▶ EXERCISE REQUIREMENTS:
(1) In the essay on startups in the valley, how long does it take to register as an Inc in the US?
(2) Carry the essay on startups in the valley forward from its final sentence.
(Beginning of DOCUMENT EXTRACT)
Vivek Ravisankar

Everyone talks about this magical place called ‘valley’ to start a company, so what does this magical place contain?

#1 Focus

Startups are lonely, tough and very hard to build. It’s also highly unlikely that you might hit off with your very first product/idea. I’ve seen a lot of YC companies that have pivoted 2-3 times from start to demo day. In such a harsh state, the only way to maximize your chances of succeeding is to spend most (all) your waking hours focusing on the product to get to market fit. In other words, it means you shouldn’t worry about things like

a. Incorporating a company: It takes roughly 90 days to get a Pvt Ltd done (vs) 4 days in the US to register as an Inc.
b. Integrating payment gateway: I had to fill up a zillion forms, get attestations from branch managers, etc. to get my CCAvenue account up (vs) inserting a 2-line javascript at your footer and you can start accepting payments.
c. Snail mail hard copy of invoices to approve it (vs) everything being done completely online and many more..

Though these may sound trivial, the fact that these miscellaneous tasks still remain on your whiteboard makes that thread silently run in the background all the time. There should be nothing in your head apart from your product & the metrics to see if things are actually working.

#2 Funding

Building web Software is cheap in this era” whoever said that, I’d love to meet him because he doesn’t understand the difference between a server and a software. Servers are cheap, yes, softwares aren’t. Ironically, building a good software is a function of programmers & designers which are possibly the most expensive resources (I hate calling people as resources, still) today. Building a good web product is very expensive.

One thing I’ve noticed about investors in the valley is their decision to invest on is a function of team, product & traction in the same order with the highest weightage given to the team. Because, everything that changes in a startup (competition, traction, etc.) is fixable but founders aren’t. When you’ve investors betting on you more than the idea, it helps you to raise money at an early stage as well as gives the comfort that it’s you who’s being backed and not the idea. Hence, building a product becomes more enjoyable and you focus on the right things instead of worrying about infrastructure costs, the extra $100 spent on travel (which saved you 6 hrs), etc. You begin to optimize for the right things. And again, building a goodweb product is expensive.
(End of DOCUMENT EXTRACT)
(Beginning of DATASET EXTRACT)
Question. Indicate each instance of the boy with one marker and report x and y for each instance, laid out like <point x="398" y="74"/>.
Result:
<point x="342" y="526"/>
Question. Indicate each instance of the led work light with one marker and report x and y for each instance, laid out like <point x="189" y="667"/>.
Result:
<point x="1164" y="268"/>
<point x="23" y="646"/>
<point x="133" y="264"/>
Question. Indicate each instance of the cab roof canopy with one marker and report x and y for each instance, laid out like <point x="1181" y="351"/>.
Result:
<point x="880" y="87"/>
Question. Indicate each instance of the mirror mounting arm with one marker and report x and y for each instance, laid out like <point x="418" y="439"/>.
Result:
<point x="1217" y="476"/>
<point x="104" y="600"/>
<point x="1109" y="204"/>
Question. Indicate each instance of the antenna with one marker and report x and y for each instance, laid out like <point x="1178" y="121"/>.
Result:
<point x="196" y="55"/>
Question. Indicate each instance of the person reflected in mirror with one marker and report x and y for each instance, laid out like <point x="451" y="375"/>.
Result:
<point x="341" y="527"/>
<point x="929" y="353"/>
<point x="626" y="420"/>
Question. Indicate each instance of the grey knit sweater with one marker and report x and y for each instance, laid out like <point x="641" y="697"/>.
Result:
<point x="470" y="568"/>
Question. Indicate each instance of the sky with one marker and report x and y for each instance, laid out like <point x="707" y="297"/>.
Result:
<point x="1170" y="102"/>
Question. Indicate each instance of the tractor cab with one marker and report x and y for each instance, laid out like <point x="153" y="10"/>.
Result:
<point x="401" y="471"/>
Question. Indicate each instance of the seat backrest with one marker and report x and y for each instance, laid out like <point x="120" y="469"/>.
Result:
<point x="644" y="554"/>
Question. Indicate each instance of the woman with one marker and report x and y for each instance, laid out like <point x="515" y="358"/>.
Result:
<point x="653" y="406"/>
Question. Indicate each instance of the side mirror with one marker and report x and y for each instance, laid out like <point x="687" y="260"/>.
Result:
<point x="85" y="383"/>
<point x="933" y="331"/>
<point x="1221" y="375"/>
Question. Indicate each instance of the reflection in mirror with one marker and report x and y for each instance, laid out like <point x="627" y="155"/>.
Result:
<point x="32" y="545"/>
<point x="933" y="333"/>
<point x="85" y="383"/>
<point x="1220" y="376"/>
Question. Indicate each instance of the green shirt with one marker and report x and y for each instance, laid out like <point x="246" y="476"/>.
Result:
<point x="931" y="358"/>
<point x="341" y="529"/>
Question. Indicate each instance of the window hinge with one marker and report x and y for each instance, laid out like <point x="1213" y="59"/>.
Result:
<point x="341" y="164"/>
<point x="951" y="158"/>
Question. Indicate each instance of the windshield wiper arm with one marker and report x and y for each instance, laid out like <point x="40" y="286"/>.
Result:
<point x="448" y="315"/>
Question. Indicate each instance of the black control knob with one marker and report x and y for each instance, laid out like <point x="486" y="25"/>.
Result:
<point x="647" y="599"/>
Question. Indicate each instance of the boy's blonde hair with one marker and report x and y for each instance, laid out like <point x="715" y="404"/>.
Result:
(End of DATASET EXTRACT)
(Beginning of DATASET EXTRACT)
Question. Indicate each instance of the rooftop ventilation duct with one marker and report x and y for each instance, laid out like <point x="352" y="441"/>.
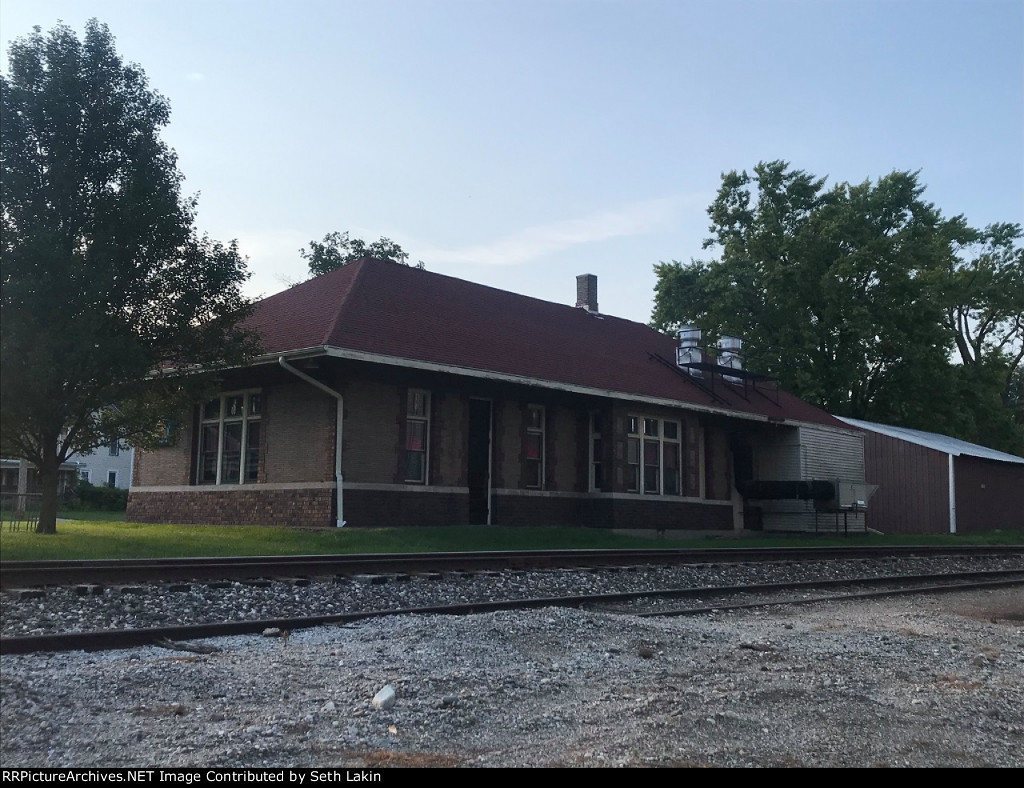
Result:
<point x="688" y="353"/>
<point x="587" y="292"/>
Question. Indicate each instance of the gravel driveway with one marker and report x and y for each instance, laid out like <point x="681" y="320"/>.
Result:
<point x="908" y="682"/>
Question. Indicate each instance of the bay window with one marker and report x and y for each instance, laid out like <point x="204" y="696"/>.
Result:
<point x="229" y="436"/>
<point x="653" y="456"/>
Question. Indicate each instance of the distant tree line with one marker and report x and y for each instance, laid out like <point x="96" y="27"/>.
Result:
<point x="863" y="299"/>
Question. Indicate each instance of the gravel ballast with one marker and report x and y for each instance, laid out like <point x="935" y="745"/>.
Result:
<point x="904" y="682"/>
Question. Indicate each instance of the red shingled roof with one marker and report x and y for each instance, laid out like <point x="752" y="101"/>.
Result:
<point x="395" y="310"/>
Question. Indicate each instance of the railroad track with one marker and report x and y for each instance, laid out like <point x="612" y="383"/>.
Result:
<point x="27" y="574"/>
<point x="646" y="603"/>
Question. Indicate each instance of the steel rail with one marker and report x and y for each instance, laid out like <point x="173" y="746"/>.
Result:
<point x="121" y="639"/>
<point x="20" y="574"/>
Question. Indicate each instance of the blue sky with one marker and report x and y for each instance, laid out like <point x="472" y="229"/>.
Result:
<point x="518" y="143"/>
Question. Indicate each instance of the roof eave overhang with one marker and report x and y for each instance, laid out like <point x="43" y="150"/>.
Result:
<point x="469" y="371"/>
(End of DATASET EXTRACT)
▶ EXERCISE ANSWERS:
(1) Four days.

(2)
#3 Equity

Building a team is hard and the early employees really set the culture and the DNA of the company. They’ve to be in to build a wonderful company and should ideally optimize more for the equity they own/hold than the pay. It’s a great feeling to have people around you like that who own a part of the company and want to make it big. Agreed, not a lot of people have made money in India with the stocks they’ve held, because of which the term ‘equity’ itself is extremely underrated, but there needs to be some starting point.

#4 Advisors
This is critical too, but the fact that you’d find great advisors only in valley, etc is exaggerated. If you really want to, you can find great advisors everywhere.**

Please don’t start a hate-India/hate-me thread, the reason I wrote this article was we often blame/ask ourselves ‘Why can’t we create more Zuckerbergs or Steve Jobs?’ and then immediately resort the blame to our education system (btw, they were dropouts) or the general attitude of Indians being conservative, etc. BS. The programmers working/worked at Interviewstreet are every bit capable of getting a job in Dropbox or Quora, so it’s really has nothing to do with the education system and one of the guys dropped out of college to work with us temporarily, so it has nothing to with being conservative as well – the problem is something else. I’m definitely not ruining the possibility of building a great global startup, in fact I’m a huge fan of VWO and Paras, but you’ve to accept it’s very hard and is an exception. If we get awed by billion dollar valuations happening in the US, we should also track how many startups actually come out every year (most of them fail) to get a few startups valued $Bn.